Task requirements: Echo back every line of the entries below without changing anything.

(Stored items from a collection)
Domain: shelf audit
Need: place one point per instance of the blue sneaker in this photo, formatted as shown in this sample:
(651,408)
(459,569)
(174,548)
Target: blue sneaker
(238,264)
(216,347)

Response to the exercise:
Domain: shelf audit
Need: place one point per instance of the blue sneaker in this photo, formatted as shown in this sample:
(651,408)
(459,569)
(174,548)
Target: blue sneaker
(238,264)
(216,347)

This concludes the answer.